> _TASK_
From the line that includes "Inline example — detecting black television" to the last line of the records, inclusive, repeat each line exactly.

Coordinate annotation entries:

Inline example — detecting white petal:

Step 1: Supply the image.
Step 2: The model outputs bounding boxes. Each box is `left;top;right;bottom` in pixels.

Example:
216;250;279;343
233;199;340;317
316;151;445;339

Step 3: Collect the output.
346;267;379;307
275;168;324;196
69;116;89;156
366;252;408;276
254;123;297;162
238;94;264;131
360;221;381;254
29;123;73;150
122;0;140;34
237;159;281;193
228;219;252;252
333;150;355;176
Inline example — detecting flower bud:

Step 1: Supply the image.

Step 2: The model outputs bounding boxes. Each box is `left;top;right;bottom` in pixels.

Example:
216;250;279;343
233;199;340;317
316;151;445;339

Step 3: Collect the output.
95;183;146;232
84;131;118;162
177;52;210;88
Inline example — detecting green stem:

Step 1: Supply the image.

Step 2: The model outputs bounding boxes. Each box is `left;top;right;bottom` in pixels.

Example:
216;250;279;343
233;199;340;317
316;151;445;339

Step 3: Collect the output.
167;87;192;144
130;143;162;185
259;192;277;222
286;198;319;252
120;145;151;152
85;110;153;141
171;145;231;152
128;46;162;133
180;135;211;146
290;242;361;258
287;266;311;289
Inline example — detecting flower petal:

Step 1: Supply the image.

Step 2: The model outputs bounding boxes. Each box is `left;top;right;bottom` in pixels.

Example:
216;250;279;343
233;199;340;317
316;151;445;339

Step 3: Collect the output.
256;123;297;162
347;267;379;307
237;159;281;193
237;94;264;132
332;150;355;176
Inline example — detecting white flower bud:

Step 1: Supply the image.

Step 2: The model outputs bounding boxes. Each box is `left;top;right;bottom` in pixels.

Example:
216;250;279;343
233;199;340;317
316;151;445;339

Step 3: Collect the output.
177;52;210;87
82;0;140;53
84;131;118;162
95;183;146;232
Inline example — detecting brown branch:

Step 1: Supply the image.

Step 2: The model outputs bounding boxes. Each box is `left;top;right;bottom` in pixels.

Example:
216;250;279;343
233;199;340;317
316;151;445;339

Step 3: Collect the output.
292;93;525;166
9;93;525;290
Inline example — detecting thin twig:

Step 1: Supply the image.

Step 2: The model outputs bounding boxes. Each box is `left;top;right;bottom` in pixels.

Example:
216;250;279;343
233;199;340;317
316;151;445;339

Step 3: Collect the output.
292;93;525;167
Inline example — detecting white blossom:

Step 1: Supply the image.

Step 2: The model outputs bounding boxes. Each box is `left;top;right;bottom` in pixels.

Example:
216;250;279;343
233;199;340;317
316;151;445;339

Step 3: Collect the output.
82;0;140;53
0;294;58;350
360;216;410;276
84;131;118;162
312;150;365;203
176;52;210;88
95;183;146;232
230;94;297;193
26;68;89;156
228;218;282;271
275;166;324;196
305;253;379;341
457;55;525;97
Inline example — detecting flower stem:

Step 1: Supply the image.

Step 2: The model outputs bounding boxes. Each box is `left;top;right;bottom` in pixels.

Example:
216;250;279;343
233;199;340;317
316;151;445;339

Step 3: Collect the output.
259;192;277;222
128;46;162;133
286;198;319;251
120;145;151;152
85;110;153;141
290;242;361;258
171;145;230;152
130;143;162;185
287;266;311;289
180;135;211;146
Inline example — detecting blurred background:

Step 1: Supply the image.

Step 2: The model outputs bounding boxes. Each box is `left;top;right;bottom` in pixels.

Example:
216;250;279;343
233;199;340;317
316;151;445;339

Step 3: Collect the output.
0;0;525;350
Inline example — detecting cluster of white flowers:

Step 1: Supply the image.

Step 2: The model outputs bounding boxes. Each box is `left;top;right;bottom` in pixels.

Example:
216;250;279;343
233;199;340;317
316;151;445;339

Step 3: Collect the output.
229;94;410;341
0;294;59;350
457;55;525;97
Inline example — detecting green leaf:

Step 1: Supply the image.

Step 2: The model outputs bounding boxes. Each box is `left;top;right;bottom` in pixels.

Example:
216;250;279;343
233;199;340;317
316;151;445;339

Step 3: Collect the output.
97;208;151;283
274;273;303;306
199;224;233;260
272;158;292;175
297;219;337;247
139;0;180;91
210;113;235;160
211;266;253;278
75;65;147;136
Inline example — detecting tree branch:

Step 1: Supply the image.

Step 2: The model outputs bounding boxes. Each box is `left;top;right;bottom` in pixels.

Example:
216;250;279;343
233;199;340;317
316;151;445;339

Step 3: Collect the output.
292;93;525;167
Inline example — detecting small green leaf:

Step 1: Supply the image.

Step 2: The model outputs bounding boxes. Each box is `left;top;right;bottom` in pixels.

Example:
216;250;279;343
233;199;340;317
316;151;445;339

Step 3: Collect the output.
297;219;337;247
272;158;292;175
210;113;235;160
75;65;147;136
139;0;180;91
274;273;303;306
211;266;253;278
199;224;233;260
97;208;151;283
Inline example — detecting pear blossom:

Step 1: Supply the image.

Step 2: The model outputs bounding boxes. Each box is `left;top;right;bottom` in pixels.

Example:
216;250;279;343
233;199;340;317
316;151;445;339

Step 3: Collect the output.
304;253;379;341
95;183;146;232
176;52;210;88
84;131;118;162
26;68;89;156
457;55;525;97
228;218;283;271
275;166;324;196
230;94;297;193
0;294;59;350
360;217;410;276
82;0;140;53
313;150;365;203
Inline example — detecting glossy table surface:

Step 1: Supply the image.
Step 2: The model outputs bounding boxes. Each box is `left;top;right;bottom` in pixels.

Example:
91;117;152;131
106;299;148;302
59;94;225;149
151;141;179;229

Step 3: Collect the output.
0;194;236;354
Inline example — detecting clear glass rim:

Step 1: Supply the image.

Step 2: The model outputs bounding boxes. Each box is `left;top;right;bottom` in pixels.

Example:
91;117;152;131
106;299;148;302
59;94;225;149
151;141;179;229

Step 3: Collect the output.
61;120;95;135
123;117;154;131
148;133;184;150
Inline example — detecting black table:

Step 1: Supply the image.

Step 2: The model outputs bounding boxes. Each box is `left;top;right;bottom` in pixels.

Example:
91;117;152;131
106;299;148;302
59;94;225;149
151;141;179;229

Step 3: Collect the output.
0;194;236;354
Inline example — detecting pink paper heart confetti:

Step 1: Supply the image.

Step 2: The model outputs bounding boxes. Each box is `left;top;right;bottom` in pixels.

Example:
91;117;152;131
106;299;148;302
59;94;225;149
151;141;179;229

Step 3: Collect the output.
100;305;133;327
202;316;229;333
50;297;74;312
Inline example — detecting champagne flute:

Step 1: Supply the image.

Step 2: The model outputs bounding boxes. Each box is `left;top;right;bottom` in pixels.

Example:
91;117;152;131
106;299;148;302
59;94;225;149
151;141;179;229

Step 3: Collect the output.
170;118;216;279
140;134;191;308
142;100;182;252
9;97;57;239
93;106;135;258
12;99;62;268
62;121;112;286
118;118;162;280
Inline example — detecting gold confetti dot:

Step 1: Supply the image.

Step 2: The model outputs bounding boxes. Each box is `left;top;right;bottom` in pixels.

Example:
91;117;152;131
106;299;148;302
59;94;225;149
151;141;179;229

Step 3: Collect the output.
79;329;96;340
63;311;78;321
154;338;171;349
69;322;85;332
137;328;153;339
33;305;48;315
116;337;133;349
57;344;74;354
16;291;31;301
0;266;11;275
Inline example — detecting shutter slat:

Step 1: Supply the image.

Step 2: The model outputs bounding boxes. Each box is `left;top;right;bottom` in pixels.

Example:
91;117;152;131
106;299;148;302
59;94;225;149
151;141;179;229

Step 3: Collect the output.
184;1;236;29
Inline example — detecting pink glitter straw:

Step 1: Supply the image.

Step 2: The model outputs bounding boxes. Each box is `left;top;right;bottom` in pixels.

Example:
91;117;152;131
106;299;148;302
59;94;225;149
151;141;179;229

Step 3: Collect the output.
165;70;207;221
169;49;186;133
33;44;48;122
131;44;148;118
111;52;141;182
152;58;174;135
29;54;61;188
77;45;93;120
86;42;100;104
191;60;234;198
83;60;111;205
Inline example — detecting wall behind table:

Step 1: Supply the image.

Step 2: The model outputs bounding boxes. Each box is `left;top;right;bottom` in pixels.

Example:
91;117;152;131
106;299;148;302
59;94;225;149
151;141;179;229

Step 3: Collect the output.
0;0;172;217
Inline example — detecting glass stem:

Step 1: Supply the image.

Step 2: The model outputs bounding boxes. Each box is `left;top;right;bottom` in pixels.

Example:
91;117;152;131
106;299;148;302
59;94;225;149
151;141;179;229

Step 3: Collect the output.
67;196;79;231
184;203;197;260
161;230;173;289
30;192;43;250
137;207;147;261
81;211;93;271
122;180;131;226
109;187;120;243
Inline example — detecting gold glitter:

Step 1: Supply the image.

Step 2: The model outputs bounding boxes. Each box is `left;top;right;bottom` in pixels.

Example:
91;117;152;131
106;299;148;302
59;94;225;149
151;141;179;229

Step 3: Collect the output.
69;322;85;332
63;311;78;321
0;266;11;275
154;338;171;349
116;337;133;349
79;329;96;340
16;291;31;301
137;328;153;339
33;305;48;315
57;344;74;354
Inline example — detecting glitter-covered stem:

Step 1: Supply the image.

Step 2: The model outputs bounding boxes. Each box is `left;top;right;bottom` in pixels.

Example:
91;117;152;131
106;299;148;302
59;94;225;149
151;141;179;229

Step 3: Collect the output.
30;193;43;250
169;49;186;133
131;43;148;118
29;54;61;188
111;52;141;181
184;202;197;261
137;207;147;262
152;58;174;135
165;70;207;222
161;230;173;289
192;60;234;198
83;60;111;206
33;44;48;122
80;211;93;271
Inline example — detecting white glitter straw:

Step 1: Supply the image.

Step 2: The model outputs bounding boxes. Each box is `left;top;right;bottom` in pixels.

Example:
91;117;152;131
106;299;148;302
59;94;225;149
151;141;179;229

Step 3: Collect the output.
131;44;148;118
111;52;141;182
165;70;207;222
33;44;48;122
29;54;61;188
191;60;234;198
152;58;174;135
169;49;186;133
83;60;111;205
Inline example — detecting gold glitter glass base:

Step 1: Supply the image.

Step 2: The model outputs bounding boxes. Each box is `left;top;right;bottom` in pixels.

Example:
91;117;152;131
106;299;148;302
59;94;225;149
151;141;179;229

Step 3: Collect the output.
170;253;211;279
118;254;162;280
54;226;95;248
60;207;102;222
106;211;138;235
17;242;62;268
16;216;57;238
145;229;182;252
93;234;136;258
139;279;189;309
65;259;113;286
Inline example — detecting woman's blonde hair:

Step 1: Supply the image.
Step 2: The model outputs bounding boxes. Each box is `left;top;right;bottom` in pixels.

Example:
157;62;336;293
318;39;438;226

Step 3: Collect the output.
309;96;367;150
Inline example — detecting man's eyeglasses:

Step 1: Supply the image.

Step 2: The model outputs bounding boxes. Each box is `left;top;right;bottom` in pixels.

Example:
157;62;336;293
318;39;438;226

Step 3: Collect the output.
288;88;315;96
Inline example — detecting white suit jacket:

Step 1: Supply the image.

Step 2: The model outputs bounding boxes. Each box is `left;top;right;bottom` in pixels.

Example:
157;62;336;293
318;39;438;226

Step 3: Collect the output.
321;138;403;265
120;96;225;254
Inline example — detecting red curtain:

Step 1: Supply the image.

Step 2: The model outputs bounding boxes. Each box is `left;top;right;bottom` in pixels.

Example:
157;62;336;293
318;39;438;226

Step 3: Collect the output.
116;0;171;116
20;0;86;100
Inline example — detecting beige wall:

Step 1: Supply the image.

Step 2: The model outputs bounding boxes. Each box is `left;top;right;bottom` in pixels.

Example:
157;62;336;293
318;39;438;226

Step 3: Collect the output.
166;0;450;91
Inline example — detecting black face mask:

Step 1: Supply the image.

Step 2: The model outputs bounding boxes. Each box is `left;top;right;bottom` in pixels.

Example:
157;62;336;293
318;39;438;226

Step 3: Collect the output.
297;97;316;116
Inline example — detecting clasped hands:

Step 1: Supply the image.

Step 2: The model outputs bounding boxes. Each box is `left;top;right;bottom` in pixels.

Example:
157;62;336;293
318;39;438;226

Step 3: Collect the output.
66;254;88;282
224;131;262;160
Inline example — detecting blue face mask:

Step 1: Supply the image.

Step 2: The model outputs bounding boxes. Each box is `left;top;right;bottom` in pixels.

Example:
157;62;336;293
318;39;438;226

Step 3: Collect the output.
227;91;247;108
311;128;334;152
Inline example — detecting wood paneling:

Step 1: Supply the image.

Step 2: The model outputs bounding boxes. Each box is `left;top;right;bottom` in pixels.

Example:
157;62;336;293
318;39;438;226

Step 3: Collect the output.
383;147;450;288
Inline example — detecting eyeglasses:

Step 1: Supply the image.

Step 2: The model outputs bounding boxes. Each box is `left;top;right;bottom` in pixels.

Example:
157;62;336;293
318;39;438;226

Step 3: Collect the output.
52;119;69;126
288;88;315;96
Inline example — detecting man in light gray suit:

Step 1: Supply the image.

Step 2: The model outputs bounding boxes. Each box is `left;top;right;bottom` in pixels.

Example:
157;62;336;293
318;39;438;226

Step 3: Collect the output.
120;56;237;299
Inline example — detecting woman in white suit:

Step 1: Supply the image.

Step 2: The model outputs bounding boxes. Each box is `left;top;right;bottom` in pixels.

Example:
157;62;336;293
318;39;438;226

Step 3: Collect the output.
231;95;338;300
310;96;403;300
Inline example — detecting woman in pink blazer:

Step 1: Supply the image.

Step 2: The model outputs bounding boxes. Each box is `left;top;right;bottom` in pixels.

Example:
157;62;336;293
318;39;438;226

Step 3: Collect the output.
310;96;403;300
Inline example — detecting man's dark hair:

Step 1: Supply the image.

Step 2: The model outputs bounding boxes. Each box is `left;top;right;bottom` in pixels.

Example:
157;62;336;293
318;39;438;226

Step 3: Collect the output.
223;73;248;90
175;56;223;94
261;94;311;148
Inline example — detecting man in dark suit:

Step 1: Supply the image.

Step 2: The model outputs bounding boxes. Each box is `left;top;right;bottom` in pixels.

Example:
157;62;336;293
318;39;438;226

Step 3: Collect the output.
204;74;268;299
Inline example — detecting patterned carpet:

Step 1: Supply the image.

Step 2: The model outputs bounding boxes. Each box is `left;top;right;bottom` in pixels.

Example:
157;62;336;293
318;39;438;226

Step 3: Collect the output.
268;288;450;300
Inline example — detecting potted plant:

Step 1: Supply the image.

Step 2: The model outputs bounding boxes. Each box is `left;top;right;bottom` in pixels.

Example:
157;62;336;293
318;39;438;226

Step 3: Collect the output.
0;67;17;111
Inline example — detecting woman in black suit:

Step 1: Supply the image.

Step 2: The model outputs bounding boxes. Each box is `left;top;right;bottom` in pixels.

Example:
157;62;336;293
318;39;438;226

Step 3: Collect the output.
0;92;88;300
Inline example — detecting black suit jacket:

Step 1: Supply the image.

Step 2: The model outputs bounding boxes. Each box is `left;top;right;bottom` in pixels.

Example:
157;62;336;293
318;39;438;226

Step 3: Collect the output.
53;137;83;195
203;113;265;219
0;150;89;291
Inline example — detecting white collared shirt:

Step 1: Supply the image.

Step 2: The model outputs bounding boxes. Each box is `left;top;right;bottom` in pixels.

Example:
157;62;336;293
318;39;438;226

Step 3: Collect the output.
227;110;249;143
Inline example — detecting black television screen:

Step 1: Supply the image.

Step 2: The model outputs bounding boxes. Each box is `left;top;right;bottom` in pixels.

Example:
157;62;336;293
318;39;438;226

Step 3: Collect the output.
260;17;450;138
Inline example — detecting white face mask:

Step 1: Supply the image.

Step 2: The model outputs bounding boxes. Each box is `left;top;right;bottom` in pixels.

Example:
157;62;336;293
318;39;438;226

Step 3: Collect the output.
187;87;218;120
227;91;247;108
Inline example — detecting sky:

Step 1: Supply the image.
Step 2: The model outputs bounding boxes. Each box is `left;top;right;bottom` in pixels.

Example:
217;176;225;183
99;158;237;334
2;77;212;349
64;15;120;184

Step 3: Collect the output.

> _RESPONSE TO THE EXERCISE_
Inline example — detecting black television screen:

Step 1: Supply the image.

Step 2: The model outputs bounding boxes. Each box is `left;top;right;bottom` in pixels.

Example:
157;62;336;293
318;39;438;226

Step 3: Collect the output.
260;17;450;138
Inline example — detecting white face mask:

Step 1: Supply the image.

Step 2: The model outputs bounding boxes. Each box is `left;top;right;bottom` in pixels.

Example:
157;62;336;293
318;39;438;226

Step 3: Collect the output.
187;87;218;120
227;91;247;108
Inline example — detecting sky:

Step 1: Supply the image.
Step 2: The model outputs bounding boxes. Each box is `left;top;right;bottom` in pixels.

Example:
217;176;225;183
99;158;237;334
2;77;212;349
64;15;120;184

Step 3: Collect the output.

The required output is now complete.